■ TESTO ESTRATTO
Preparare operazioni chirurgiche e gestire la comunicazione paziente-medico con la stampa 3D
Quando di pensa alla stampa 3D nell’ambito medico il rischio è di focalizzarsi prevalentemente su quelle soluzioni che agiscono durante la fase chirurgica e del trattamento. Ma uno degli ambiti in cui la stampa 3D si sta rivelando una tecnologia game-changer è quella della pianificazione chirurgica preoperatoria, ovvero tutte le attività di organizzazione dell’intervento chirurgico, per renderlo più rapido e preciso possibile. Consulta i tre video presenti su questa pagina se vuoi approfondire la pianificazione nella chirurgia.
La pianificazione chirurgica preoperatoria con la stampa 3D
Prima del digitale, la pianificazione veniva eseguita tramite raccolta dati e immagini CT e/o RMN provenienti dal paziente. A volte la sola diagnostica per immagini, che è per forza di cose bidimensionale, non consente di ottenere un quadro sufficientemente chiaro, per i casi con anatomie particolarmente complesse o comunque difficili. Per questo motivo, negli ultimi decenni del XX secolo si è passati anche all’utilizzo della realtà virtuale, in particolare in quei casi di malformazione rari e interventi complessi. Un passo avanti, ma con l’evidente limite di simulare l’intervento su un livello non tangibile, non tattile.

■ DATI
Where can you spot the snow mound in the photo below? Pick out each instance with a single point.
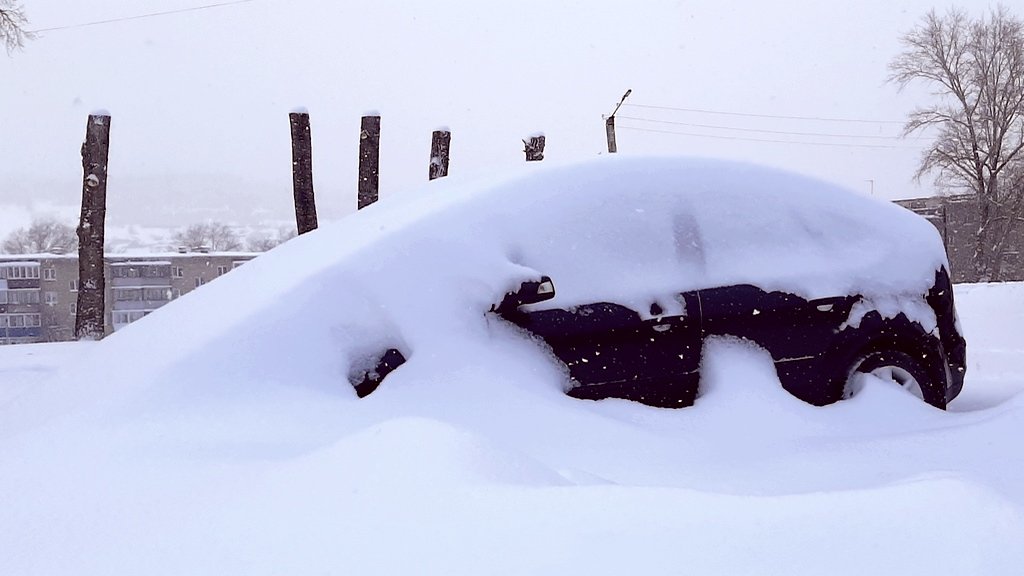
(417, 454)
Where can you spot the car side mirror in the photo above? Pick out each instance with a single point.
(529, 292)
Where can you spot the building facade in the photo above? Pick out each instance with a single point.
(39, 292)
(956, 219)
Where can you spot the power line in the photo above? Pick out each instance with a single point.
(836, 145)
(716, 127)
(146, 15)
(775, 116)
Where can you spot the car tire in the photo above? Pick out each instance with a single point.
(897, 367)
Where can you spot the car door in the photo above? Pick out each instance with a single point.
(613, 352)
(797, 332)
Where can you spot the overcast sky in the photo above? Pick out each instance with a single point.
(200, 99)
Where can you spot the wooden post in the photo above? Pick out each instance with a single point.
(438, 154)
(302, 172)
(609, 129)
(534, 148)
(370, 145)
(91, 284)
(609, 124)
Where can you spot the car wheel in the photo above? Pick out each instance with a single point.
(891, 366)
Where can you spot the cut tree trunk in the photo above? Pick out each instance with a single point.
(89, 323)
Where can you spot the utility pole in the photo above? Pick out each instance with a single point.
(439, 144)
(370, 144)
(534, 148)
(609, 124)
(302, 172)
(90, 305)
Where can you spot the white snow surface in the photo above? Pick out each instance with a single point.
(220, 436)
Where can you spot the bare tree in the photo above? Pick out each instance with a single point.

■ DOMANDE
A – Secondo il testo sulla stampa 3D in chirurgia, a quale tecnologia si è passati negli ultimi decenni del XX secolo per pianificare gli interventi?
B – Prosegui il testo sulla stampa 3D nella pianificazione chirurgica dopo la sua ultima frase.

■ ELENCO RISPOSTE
A – Alla realtà virtuale, usata soprattutto nei casi di malformazioni rare e di interventi complessi.

B –
Con la stampa 3D e l’utilizzo di materiali stampati che simulano le caratteristiche fisiche di tessuti, organi e fluidi, la pianificazione e simulazione chirurgica riesce a garantire standard d’intervento superiori. Il disegno digitale viene ottenuto con TAC, risonanza magnetica, ecografia, e altro. Tutte queste tecniche possono restituire un file DICOM, che a sua volta può essere trasformato in file STL compatibile con i software di stampa 3D.
La diffusione della pianificazione chirurgica con stampa 3D: casi reali e principali settori d’applicazione
Il primo settore che approfondirai è quello della chirurgia addominale. In questo settore i modelli possono essere utilizzati, per esempio, per la resezione della milza, del tumore del rene e del pancreas, per la donazione di rene da vivente. Permettono di apprezzare le distanze anatomiche e di valutare i punti di accesso più idonei, garantendo una panoramica completa delle strutture circostanti. Sono, inoltre, particolarmente utili per valutare casi atipici, in cui sono, per esempio, presenti anomalie morfologiche complesse nella conformazione dei vasi.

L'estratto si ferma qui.